What you are asked to do: Locate, in the data below, the line that contains "Query: penguin neck" and the line that contains "-- a row prints like pixel 645 211"; reproduce exactly those two lines and every line between them, nothing more.

[Region pointing data]
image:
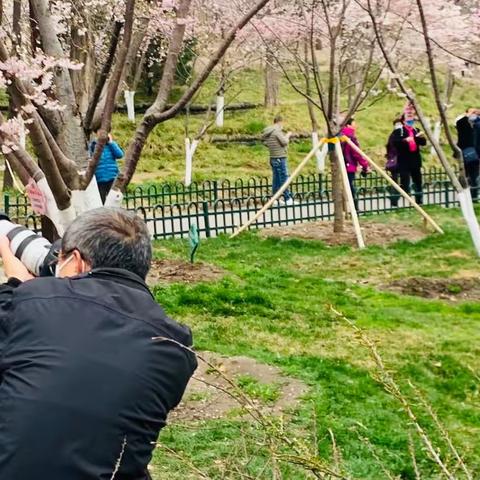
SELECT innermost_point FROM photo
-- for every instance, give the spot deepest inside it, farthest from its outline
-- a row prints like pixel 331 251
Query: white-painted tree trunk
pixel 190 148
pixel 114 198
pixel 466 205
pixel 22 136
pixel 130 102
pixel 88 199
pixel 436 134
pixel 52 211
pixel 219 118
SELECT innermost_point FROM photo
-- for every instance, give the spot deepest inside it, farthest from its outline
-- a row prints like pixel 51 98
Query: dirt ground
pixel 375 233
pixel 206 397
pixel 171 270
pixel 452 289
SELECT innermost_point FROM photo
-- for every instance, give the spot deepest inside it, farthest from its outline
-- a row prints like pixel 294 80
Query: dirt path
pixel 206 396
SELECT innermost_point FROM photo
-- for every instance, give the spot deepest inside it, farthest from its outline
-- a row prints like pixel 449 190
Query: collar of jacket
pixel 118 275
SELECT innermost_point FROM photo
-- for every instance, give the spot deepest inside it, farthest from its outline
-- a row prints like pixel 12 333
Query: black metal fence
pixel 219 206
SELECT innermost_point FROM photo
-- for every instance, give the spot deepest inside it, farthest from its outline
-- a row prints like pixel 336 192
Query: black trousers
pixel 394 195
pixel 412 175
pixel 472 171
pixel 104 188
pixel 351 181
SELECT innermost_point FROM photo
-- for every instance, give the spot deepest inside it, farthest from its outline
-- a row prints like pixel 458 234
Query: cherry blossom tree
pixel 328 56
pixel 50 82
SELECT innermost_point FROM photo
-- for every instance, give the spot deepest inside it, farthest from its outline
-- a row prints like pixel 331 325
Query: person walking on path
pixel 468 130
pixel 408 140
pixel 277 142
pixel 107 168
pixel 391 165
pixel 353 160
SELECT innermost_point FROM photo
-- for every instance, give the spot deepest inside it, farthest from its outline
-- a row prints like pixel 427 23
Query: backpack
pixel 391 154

==

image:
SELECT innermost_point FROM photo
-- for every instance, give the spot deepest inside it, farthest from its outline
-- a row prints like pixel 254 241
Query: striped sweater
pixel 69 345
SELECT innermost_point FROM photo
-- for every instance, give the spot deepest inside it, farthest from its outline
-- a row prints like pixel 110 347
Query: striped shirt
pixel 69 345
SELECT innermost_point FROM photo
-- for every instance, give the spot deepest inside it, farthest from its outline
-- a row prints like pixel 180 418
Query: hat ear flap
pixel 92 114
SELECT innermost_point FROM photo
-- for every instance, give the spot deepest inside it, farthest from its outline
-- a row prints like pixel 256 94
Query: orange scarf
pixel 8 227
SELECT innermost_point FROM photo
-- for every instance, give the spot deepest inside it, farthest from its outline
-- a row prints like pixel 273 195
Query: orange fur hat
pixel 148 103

...

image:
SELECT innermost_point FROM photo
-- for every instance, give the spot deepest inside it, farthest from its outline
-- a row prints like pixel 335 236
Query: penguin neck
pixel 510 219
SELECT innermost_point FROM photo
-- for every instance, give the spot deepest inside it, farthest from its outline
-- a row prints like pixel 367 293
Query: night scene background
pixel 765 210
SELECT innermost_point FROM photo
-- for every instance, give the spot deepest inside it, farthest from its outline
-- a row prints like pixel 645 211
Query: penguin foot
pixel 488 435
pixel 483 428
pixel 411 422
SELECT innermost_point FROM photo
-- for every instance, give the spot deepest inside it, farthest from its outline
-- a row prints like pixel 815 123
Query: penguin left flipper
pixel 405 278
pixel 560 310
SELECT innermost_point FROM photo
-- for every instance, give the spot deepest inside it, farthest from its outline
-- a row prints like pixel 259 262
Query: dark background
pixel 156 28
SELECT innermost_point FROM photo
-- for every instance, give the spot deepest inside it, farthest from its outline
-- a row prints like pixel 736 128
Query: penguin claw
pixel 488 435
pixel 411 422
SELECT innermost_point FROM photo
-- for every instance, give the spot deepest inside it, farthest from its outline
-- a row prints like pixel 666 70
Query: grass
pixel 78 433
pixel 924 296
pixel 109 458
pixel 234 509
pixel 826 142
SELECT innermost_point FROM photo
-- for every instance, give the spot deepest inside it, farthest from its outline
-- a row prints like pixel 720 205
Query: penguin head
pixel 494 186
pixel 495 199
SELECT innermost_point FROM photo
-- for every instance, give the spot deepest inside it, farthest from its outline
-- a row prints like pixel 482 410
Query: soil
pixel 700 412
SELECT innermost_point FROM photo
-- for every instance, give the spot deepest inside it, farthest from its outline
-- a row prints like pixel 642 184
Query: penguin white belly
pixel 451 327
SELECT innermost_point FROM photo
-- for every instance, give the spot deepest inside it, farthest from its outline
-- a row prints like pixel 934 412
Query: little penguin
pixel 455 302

Answer to this problem:
Query: penguin neck
pixel 510 219
SELECT innermost_point FROM photo
-- for every instance, give the spot deepest inside it, farthest from its outline
-- a row prints like pixel 367 293
Query: night scene background
pixel 765 210
SELECT innermost_point FROM photo
-- for every instance, give the spot deepest inside it, farthest from its outline
-- a row prints like pixel 645 211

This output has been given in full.